- [Your objective]: Output all of the entries below precisely as written.
== Entries supplied ==
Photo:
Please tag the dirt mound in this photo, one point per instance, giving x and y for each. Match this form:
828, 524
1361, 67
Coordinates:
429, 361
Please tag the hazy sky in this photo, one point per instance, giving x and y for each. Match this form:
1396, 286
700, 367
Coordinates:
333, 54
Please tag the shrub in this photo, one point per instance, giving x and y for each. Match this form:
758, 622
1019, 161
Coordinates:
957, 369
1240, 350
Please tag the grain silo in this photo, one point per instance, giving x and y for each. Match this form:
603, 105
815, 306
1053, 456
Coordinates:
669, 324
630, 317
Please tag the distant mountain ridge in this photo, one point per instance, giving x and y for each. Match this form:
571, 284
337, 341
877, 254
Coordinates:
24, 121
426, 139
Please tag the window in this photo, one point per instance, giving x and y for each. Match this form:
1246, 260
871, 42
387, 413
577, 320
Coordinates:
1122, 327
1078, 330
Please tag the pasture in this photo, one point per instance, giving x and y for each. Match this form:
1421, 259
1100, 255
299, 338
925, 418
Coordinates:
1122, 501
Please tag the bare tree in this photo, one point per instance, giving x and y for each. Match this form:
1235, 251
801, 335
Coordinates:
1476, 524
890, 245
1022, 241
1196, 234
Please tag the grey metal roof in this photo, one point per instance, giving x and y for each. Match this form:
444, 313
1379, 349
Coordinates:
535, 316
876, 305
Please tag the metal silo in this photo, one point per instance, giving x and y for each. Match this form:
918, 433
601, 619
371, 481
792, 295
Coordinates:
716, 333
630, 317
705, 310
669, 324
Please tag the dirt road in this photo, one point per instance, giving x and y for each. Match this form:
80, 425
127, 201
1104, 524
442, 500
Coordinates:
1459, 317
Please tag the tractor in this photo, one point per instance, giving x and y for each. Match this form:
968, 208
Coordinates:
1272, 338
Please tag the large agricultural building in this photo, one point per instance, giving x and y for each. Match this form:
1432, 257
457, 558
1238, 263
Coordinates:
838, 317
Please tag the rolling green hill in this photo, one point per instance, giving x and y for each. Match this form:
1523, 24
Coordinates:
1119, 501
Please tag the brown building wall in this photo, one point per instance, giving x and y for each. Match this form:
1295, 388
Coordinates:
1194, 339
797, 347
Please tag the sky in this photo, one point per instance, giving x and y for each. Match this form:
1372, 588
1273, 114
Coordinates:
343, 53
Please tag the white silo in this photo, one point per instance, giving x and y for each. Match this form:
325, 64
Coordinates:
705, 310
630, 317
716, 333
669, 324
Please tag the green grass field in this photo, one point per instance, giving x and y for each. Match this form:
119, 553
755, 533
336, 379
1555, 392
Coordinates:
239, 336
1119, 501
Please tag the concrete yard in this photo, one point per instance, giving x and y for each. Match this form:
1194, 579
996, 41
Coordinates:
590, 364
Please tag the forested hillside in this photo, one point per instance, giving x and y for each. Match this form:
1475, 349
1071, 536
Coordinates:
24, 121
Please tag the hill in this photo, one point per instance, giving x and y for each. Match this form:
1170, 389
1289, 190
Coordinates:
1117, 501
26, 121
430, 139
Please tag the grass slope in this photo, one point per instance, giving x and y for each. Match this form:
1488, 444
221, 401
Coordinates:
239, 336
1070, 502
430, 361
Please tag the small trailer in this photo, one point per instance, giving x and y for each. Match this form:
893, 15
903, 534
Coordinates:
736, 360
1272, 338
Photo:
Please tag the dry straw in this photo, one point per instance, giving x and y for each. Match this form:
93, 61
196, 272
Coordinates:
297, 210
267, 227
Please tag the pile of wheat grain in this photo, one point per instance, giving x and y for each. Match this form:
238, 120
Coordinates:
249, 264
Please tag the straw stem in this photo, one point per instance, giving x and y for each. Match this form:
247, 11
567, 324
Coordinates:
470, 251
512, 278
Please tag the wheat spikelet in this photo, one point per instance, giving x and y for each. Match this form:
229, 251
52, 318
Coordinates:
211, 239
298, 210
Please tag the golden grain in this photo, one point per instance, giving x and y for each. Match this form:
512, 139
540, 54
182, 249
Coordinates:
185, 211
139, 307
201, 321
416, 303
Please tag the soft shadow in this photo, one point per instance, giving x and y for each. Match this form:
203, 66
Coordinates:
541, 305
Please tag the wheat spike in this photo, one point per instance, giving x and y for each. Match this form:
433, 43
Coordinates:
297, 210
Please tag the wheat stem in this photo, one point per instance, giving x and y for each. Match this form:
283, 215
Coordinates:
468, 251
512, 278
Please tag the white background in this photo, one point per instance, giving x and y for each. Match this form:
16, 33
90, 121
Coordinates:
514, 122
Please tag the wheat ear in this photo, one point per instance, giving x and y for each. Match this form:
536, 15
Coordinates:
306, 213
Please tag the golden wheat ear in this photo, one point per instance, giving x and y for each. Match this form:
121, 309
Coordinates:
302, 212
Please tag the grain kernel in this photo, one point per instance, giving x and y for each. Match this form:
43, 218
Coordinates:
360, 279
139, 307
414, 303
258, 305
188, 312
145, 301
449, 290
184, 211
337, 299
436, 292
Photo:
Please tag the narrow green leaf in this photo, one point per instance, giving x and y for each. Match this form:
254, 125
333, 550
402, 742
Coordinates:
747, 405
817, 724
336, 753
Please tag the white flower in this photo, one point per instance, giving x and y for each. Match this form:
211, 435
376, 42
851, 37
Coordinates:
===
- [Right answer]:
Photo:
Please tag the dirt mound in this photo, one point per instance, giving x and y for each. Match this form:
828, 524
1361, 67
Coordinates:
429, 361
Please tag the hazy sky in this photo, one point per instance, giving x and y for each. Match this form:
1396, 286
700, 367
Coordinates:
333, 54
Please tag the shrub in this photo, one point per instance, giving x and y for each. Match this form:
758, 622
1019, 161
Coordinates:
957, 369
1240, 350
Please tag the grain silo in this photo, one point per instance, giving x and y for each. Match this form:
603, 105
815, 306
1053, 456
Coordinates:
669, 324
630, 317
Please tag the distant mountain ridge in this photo, one point per instance, giving x and y for each. Match this form:
571, 284
337, 341
877, 254
Coordinates:
24, 121
426, 139
Please tag the window in this photo, one point per instance, giving x and y for each. Match this form:
1246, 260
871, 42
387, 413
577, 320
Coordinates:
1122, 327
1078, 330
Please tag the pasture in this photo, one point per instance, giving x and y for each. Match this form:
1421, 259
1100, 255
299, 338
925, 418
Coordinates:
1122, 501
Please tag the bare tree in this photo, one point per instance, giving x and y for each. Match this form:
1235, 251
801, 335
Coordinates:
1476, 524
890, 245
1022, 241
1196, 234
Please tag the grey metal roof in this photo, one point per instance, giving x and y for each. Match this form:
444, 313
1379, 349
Coordinates:
535, 316
876, 305
Please tag the metal silo in this photo, one point per instance, giving x and y for each. Match this form:
918, 433
601, 619
371, 481
792, 295
Coordinates:
716, 333
630, 317
705, 310
669, 324
Please tag the dirt road in this photo, one point per instance, giving x and y for each. Match this form:
80, 425
127, 201
1104, 524
442, 500
Coordinates:
1459, 317
Please tag the tractor in this photo, one point per instance, giving x and y for each. Match this form:
968, 208
Coordinates:
1272, 338
Please tag the large agricultural building in this photo, one point per instance, giving x and y for each. Match this form:
1432, 257
457, 558
1238, 263
Coordinates:
838, 317
Please tag the rolling green hill in this photo, one point per instance, giving x and y for each. Match this form:
1523, 24
Coordinates:
1119, 501
Please tag the brown building wall in this photo, one point per instance, giving x and y for each. Match this form:
1295, 388
Coordinates:
1194, 339
797, 347
Please tag the sky in this photo, one point per instance, giving x and y for each. Match this form:
1372, 588
1273, 114
Coordinates:
343, 53
Please tag the white silo in this photo, one point per instance, giving x and y for each. Match this form:
325, 64
Coordinates:
705, 310
630, 317
716, 333
669, 324
Please tag the green grass field in this photo, one point per instance, giving x and y for each. Match this form:
119, 553
755, 533
336, 379
1555, 392
Coordinates:
239, 336
1119, 501
Please tag the concrete yard in this photo, one point per instance, giving x and y for each. Match this form:
1194, 579
996, 41
Coordinates:
590, 364
Please tag the forested hillside in this photo, one point per instance, giving x and y for each. Match this form:
1475, 349
1071, 536
Coordinates:
24, 121
Please tag the hill in this photo, one point per instance, giving x and y for each. Match this form:
1170, 389
1289, 190
Coordinates:
1117, 501
26, 121
430, 139
Please tag the grass slope in this photo, one point per instance, giving x and y for each. Match this form:
1488, 444
221, 401
Coordinates:
239, 336
1070, 502
430, 361
Please tag the small trailer in this photo, one point per instance, giving x and y for each. Match this form:
893, 15
903, 534
Coordinates:
736, 360
1272, 338
Photo:
Please tag the dry straw in this photo, one point per instance, giving x and y for each. Match this form:
93, 61
196, 272
Coordinates:
297, 210
267, 227
Please tag the pile of wheat grain in this photo, one point per instance, giving x and y for each. Match this form:
238, 120
Coordinates:
249, 264
Please tag the straw stem in this photo, one point per instance, giving x and y for each. Match this form:
247, 11
567, 324
Coordinates:
470, 251
512, 278
Please tag the wheat spikelet in this photo, one point per instance, giving x and y for each. Match this form:
229, 251
52, 318
Coordinates:
211, 239
298, 210
Please tag the golden grain in this photo, one point per instance, giving x and y for each. Match this form:
512, 139
540, 54
182, 249
Coordinates:
185, 211
139, 307
201, 321
416, 303
Please tag the soft shadow in this photo, one point per instance, giving x and y for each. Match this form:
203, 66
Coordinates:
541, 305
Please tag the wheat spike in this photo, one point per instance, giving x and y for each. Match this form:
433, 43
Coordinates:
297, 210
Please tag the wheat stem in this photo, one point per instance, giving x and y for each. Match this form:
283, 215
Coordinates:
468, 251
512, 278
Please tag the white background in this photo, one point per instance, giving x and y for each. Match this form:
16, 33
90, 121
Coordinates:
514, 122
Please tag the wheat ear in this photo, one point per instance, giving x and y for each. Match this form:
536, 15
Coordinates:
306, 213
Please tag the golden wheat ear in this photo, one point per instance, giving x and y for each. Match this form:
121, 309
Coordinates:
302, 212
Please tag the grain kernel in this photo, one point per instance, giving x and y for each. Match this form:
43, 218
Coordinates:
360, 279
139, 307
414, 303
258, 305
188, 312
145, 301
449, 290
184, 211
337, 299
436, 292
Photo:
Please tag the narrow green leaf in this photo, one point per instance, giving x and y for each. Match this form:
254, 125
333, 550
402, 742
Coordinates:
747, 405
817, 724
336, 753
Please tag the white flower in this photo, one point per instance, giving x and y for each. Match this form:
211, 435
376, 42
851, 37
Coordinates:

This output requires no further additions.